TASK OBJECTIVE: Print every record below exactly as it stands, but leave out the pictures.

Collection entries:
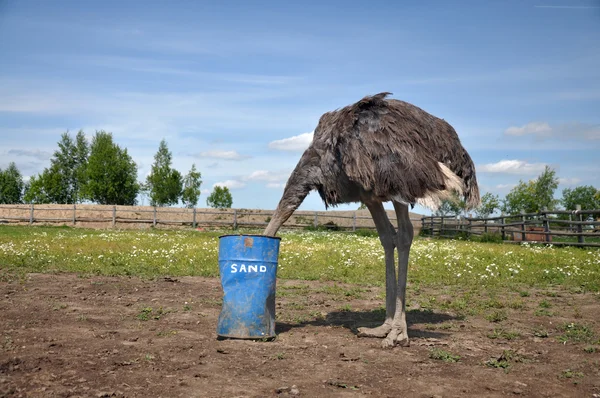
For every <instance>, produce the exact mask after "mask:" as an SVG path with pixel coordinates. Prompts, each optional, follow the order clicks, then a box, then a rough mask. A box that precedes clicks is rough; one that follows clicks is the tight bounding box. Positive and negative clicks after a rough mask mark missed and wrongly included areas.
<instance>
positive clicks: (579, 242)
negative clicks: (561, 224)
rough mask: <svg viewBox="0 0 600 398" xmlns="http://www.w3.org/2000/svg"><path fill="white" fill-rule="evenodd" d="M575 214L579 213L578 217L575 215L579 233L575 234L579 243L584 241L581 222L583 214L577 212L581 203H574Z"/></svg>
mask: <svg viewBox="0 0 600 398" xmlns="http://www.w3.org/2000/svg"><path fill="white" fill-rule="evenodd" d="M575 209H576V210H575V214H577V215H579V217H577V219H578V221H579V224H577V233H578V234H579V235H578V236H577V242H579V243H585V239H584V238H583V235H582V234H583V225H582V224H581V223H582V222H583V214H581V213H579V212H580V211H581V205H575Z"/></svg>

SOLUTION FOR THIS EXERCISE:
For every <instance>, produce the exact mask after "mask:" as an SVG path with pixel coordinates. Prompts, each optional, follow the order clicks, then a box, then a rough mask. A box that precedes clicks is rough; one that follows clicks is the tight bounding box. Positive and negative clicks after a rough mask mark missed and wrongly included areas.
<instance>
positive clicks: (579, 242)
negative clicks: (561, 224)
rough mask: <svg viewBox="0 0 600 398" xmlns="http://www.w3.org/2000/svg"><path fill="white" fill-rule="evenodd" d="M575 214L579 213L578 217L575 215L579 233L575 234L579 243L584 241L581 222L583 214L577 212L581 203H574Z"/></svg>
mask: <svg viewBox="0 0 600 398" xmlns="http://www.w3.org/2000/svg"><path fill="white" fill-rule="evenodd" d="M575 209H576V210H575V214H577V215H579V217H577V219H578V221H579V224H577V233H578V234H579V235H578V236H577V242H579V243H585V239H584V238H583V235H582V234H583V225H582V224H581V223H582V222H583V214H581V213H579V212H580V211H581V205H575Z"/></svg>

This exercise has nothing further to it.